Short problem
Pull out every line in the records below that contains the word "parked", matching case exactly.

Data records
★ ★ ★ ★ ★ ★ ★
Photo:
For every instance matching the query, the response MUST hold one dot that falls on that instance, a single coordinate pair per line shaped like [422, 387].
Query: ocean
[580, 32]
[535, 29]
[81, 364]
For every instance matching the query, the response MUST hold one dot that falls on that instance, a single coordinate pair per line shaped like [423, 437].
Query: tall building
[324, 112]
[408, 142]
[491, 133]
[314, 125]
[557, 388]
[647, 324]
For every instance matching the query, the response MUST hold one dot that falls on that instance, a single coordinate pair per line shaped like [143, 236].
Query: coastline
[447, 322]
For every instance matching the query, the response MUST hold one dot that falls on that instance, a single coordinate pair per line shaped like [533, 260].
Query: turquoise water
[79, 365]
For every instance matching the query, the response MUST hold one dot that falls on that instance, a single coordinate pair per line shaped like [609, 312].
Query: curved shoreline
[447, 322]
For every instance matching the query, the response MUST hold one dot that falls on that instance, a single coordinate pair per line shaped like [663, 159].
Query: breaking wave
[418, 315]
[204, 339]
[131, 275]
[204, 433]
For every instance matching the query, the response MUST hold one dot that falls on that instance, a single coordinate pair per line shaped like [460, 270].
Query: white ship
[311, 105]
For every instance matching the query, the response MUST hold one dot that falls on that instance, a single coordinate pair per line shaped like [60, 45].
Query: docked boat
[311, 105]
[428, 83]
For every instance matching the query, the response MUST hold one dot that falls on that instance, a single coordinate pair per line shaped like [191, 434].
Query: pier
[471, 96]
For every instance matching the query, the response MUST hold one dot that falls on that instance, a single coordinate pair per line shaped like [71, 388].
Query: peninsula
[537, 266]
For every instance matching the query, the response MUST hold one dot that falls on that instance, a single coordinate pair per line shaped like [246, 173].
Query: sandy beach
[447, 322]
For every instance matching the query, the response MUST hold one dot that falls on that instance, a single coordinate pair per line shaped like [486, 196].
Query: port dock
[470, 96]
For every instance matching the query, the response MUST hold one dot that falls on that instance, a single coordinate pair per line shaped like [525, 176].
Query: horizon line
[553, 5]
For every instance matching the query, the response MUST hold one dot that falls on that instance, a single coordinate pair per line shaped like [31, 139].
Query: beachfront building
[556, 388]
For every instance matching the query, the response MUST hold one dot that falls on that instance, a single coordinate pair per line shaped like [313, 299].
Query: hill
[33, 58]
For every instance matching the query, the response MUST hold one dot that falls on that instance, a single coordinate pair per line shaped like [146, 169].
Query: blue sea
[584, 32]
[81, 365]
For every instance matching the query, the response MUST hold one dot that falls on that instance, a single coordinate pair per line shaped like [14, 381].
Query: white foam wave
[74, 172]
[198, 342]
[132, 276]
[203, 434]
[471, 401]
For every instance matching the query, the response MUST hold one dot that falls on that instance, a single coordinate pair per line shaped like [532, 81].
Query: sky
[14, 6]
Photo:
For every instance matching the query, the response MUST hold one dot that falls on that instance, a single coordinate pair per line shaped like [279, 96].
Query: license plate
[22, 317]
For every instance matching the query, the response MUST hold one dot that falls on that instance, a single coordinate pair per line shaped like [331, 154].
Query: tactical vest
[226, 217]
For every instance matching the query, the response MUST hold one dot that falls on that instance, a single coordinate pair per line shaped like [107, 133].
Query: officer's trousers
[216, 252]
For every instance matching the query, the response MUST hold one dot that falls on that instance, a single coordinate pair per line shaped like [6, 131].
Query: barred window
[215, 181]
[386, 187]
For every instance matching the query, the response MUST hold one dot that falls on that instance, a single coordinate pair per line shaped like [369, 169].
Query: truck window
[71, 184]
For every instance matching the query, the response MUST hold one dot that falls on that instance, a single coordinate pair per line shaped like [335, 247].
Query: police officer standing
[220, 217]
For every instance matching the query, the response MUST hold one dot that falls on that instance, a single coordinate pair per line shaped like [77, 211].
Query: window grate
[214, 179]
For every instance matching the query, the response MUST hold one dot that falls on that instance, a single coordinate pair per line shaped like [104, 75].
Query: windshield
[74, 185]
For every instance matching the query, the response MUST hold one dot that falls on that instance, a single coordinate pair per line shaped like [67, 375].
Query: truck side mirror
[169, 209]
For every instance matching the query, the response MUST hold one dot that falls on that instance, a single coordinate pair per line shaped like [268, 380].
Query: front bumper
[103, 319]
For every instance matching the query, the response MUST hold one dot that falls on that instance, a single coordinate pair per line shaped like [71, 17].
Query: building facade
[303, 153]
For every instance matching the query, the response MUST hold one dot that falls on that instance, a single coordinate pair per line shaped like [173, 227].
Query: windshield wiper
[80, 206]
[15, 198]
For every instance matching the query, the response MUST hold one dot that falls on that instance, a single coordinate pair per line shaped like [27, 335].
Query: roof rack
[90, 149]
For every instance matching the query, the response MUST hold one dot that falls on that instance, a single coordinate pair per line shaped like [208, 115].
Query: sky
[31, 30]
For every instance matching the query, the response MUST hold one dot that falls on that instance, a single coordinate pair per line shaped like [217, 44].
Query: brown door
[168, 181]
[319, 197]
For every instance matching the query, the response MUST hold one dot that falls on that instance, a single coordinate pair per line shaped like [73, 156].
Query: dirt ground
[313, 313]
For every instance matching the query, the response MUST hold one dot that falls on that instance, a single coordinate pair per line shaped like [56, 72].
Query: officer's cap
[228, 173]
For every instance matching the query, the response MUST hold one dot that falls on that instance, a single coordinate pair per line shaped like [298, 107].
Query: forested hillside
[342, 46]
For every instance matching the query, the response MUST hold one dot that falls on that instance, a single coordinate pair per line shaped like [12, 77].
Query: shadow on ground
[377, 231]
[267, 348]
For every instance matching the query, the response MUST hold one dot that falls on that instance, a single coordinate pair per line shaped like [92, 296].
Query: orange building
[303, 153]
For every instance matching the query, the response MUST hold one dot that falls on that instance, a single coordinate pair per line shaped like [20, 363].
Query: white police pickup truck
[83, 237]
★ ★ ★ ★ ★ ★ ★
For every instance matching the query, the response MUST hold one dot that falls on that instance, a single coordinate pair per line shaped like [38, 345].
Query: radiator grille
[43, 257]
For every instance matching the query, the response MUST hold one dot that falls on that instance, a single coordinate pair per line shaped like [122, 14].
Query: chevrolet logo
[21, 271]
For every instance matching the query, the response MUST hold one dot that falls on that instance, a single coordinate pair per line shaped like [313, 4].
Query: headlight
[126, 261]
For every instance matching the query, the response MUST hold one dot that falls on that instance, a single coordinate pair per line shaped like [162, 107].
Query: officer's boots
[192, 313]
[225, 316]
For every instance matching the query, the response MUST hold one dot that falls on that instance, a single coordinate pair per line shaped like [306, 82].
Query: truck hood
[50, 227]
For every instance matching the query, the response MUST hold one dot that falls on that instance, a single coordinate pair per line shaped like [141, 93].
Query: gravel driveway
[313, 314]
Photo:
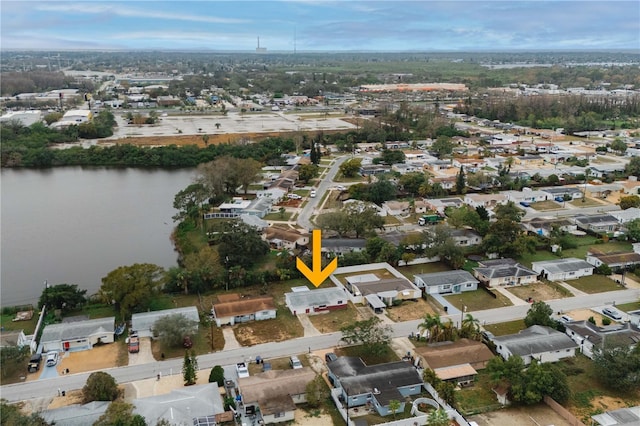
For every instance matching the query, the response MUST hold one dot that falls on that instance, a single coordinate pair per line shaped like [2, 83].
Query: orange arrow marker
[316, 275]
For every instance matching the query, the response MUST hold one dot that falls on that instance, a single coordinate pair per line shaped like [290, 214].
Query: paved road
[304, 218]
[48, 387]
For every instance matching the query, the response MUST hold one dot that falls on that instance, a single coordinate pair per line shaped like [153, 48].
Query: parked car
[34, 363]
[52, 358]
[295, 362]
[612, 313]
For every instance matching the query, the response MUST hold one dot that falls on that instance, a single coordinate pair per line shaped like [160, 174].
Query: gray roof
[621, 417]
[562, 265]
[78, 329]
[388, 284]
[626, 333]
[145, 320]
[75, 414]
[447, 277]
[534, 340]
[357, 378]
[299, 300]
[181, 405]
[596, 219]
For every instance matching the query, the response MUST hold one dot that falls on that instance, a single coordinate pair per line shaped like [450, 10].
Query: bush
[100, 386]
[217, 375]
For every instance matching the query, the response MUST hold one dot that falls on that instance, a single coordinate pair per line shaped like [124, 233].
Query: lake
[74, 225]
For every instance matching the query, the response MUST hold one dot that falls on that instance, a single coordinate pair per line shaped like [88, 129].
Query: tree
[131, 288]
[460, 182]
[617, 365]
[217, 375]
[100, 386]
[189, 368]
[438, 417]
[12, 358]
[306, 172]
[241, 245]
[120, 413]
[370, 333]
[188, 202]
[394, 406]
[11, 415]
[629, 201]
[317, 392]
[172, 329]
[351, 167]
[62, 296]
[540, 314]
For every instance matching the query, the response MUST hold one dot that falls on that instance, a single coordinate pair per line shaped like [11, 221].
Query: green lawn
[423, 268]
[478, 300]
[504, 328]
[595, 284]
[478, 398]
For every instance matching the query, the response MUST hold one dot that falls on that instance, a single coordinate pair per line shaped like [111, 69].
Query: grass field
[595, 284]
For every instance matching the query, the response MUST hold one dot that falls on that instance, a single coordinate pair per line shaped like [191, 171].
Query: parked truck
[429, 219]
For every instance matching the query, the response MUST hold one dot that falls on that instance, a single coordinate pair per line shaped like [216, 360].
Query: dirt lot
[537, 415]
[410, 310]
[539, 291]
★ ★ ★ ★ ★ ★ ★
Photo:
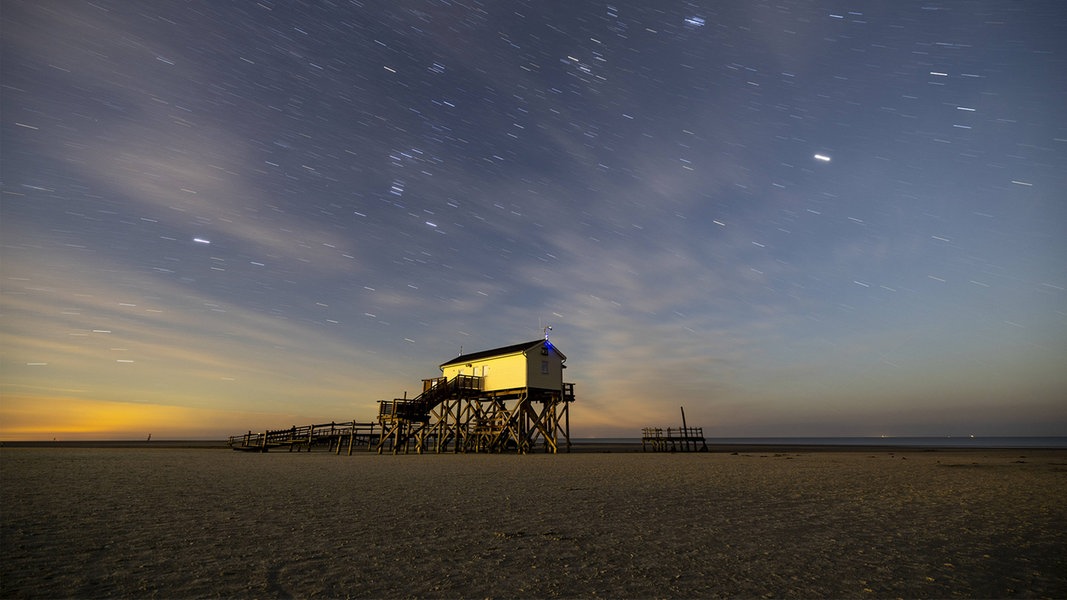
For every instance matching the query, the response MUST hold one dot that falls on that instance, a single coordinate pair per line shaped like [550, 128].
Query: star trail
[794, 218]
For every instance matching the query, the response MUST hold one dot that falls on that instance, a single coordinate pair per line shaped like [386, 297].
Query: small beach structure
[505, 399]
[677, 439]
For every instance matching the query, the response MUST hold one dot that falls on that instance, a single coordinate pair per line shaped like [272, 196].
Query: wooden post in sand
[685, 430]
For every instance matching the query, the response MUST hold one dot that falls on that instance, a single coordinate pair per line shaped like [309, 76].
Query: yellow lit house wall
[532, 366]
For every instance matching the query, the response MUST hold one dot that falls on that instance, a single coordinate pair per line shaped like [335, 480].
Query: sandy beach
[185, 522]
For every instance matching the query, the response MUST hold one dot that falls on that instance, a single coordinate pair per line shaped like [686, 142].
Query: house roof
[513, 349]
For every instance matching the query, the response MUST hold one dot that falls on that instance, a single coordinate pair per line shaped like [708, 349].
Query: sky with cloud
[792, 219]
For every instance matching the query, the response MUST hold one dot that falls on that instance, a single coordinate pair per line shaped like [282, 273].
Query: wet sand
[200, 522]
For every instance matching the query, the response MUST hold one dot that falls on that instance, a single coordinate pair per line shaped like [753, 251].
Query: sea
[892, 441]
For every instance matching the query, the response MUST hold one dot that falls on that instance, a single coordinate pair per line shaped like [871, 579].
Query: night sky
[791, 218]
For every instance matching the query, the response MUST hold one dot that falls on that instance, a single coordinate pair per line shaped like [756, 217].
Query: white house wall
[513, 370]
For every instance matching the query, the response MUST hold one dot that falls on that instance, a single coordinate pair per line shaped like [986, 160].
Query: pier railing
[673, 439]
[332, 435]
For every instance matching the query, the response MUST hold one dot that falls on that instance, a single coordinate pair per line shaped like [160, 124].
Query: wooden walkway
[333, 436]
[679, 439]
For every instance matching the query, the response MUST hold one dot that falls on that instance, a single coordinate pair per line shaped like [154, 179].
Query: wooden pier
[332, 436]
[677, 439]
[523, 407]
★ ★ ★ ★ ★ ★ ★
Problem solution
Query: parked car
Query: parked truck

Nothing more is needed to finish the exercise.